Lee D Thompson is an artist in so many ways. He’s a Canadian author, musician, studied visual art and went on to be the director of Writer’s Federation of New Brunswick, mentor to a lot of writers I know and friend. If you’re ever able to attend a workshop hosted by Lee do it!
Read all of this interview to learn how intriguing, personable and approachable this Canadian author is.
1) Do you remember the exact moment when you knew you’d want to be a writer for the rest of your life?
I’d always played with the idea of writing but it wasn’t until my mid-twenties, when I’d begun to read fiction regularly, that the thought of being a writer first hit. I was walking back from a corner store one evening, actually, stepping over a curb onto a lawn when the thought first occurred and I wondered why it hadn’t occurred earlier.
2) Did fiction writing catch your senses first or was it music?
I did visual art first, and it’s what I studied (briefly) in university. I’d begun to play guitar in high school and eventually thought this is what I want to do and dropped out of university to focus on music, which meant staying in my room too much. In the end writing fit best and still does. I think writing helped my find my artistic self and afterward I was able to make music again, much more to my liking.
3) After reading S., a novel in [xxx] dreams people are known to wonder about you. Is this intentional? Do you get away a lot of hints about the real you or is it completely created to puzzle those who know you?
At a party a few years ago, just after the book was accepted for publication, I asked author Yan Martel, who’d majored in philosophy, if he thought “S.” was a fiction or non-fiction, seeing that I didn’t consciously create the scenes. He thought about it for a minute and felt it was fiction, since I chose what words to write down, what scenes to use. For me though it occupies an unnamed no-man’s land in writing, and is neither fiction nor non-fiction. The book intentionally plays with boundaries – prose poems, short fiction, wakefulness, fact and fiction – and that’s the important thing. Dreams are puzzles to be interpreted. The book is about me, yes, but it’s all seen through funhouse mirrors, and what’s distorted – those primal emotions (grief, elation, jealousy, rage, fear, etc.) – is common to us all.
4) Speaking of S., a novel in [xxx] dreams, it’s quite a different book from a typical novel and you told me, upon purchasing it, that it actually started with a concrete story line mixed with dreams. Do you plan to publish a sequel, if you will, with the awake story?
The way the book turned out was the right book, the book I’d been wanting to write but didn’t know how. There won’t be a sequel or a companion piece. Shoot me if I ever write sequel or prequel to anything.

□ □ □

**Tasks and exercises:**
#1 In the interview with Lee D Thompson, why did Yan Martel decide that "S." was fiction? Answer in one to three sentences.
#2 Carry on the interview with Lee D Thompson after its last answer.

[Stored dataset items]
□ □ □

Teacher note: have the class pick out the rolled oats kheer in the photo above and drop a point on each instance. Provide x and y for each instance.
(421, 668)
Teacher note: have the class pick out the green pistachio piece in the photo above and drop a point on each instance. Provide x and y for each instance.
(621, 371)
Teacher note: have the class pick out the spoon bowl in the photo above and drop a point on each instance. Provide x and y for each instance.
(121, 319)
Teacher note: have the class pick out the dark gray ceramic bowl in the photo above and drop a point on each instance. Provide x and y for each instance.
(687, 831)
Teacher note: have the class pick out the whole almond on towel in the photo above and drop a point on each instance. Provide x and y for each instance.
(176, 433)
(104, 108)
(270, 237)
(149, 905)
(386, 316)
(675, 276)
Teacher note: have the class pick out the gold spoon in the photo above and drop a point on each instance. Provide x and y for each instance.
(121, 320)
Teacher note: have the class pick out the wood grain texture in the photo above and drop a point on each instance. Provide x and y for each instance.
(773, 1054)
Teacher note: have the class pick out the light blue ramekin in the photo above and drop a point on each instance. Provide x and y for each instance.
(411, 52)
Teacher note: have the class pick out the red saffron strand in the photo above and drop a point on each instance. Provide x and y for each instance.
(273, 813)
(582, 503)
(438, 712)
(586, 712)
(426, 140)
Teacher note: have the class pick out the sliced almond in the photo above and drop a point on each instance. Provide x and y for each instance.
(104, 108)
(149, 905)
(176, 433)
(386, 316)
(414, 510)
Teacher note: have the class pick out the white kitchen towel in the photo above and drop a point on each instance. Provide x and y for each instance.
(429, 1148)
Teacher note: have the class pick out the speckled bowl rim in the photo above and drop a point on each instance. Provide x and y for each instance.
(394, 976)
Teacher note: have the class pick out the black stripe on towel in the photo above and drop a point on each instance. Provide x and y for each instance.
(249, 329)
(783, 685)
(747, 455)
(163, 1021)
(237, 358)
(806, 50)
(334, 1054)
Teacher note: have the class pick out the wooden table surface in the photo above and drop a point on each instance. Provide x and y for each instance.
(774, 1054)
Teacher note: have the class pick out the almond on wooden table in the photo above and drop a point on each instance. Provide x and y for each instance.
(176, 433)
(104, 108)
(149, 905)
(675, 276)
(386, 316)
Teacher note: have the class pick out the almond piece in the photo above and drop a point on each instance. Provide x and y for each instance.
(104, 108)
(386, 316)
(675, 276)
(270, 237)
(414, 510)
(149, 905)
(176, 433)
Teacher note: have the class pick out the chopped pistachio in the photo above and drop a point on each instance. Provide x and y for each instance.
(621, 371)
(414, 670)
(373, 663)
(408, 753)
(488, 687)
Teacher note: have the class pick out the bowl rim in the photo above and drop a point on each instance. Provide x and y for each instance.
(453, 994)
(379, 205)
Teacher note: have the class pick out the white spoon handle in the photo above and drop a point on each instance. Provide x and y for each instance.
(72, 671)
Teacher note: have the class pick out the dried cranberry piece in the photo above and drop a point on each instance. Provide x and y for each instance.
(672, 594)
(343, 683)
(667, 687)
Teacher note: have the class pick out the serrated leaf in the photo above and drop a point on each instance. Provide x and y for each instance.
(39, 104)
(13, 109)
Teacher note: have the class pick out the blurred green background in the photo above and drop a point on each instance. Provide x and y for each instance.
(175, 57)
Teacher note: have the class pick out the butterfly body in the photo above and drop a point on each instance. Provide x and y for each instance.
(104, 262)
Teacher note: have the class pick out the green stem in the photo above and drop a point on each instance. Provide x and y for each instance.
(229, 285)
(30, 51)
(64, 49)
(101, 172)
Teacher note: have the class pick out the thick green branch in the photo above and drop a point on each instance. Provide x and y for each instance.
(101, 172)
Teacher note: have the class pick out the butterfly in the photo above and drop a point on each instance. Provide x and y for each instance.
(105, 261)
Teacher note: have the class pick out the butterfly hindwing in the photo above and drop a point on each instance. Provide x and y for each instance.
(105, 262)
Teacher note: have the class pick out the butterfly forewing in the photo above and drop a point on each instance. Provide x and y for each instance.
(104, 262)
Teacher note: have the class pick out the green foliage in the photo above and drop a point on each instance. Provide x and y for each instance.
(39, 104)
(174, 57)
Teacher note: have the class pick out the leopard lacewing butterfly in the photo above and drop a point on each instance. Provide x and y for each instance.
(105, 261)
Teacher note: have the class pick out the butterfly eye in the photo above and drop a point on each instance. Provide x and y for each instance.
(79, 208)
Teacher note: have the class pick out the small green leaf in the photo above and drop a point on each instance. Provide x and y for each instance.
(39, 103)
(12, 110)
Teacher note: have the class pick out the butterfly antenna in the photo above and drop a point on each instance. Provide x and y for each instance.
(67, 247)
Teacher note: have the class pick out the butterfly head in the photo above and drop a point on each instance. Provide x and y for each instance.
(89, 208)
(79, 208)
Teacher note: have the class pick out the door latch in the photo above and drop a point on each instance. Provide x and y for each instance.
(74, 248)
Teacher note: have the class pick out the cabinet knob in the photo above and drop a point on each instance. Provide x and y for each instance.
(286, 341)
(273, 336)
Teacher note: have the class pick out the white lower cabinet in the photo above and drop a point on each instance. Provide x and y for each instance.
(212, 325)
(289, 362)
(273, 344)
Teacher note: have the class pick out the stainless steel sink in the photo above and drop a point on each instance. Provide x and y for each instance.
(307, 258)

□ □ □

**Task-by-task results:**
#1 After thinking it over for a minute, Yan Martel felt "S." was fiction because Thompson had chosen which words to write down and which scenes to use.

#2
5) In your role as director of the Writers Federation of New Brunswick (WFNB), do you find reason to release your creativity afterhours? Are you inspired by the inquiries/ members/ submissions to contests you receive?
I write in the morning, so I guess any creativity is released pre-hours. Inspiration would come simply from meeting so many writers, talking with them about writing, the challenges, the successes. Contest submissions are passed along to judges and I don’t read them in any detail.
6) In your time away from creating, what music and whose books inspire you the most? Do you listen to your own music while you write?
Most of the books that inspired me (or encouraged me to write the way I do) – books by Franz Kafka, James Joyce, Flann O’Brien, Donald Barthelme and Thomas Pynchon – I read some time ago, when I started writing, and don’t often revisit them, and all but one of those authors are dead so there’s not a lot of new material either. Inspiration I’d say is wide and varied and too vague to pinpoint, though obviously for me my own dreams and any dreamlike real-life settings inspire me or make want to create something to fill that void. I don’t listen to my own music, or any music, when I write, though if I’m feeling stuck or restless I’ll often pick up my guitar.
7) Your work in progress touches on the criminal system and how expensive it is to house criminals while how inhumane it is to kill them. Does this novel clarify what your thoughts are on the matter?
In some ways it was a means to an end – a reason to put a man’s brain into a sheep – and I didn’t set out to make any grand statements or conclusions on our criminal justice system. People in power are not portrayed well in the book, but how often are they portrayed well? Essentially we have the same old problem of society dealing with the result and not the cause of criminal behaviour, a ramped-up insane version of what our government’s trying to pull over our eyes right now. So it’s an area for satire.
8) When Googling your name for more insight into my questions I found a lot of presitigous Lee Thompson’s even though anyone who meets you knows you’re one of a kind. Does having a popular name make you confident or more nervous with regards to achieving your success?
I wonder how many people are naming their children according to Google results? I include my middle initial when I write fiction, and I think there are only a couple other Lee D. Thompsons out there.
9) I did find an interview you had with fellow Canadian author Chad Pelley for Salty Ink titled Lee Thompson: Busy Man. How do you do all that you do and keep yourself organized? Is your writing and music and directorship all part of your hobby list that keeps you human?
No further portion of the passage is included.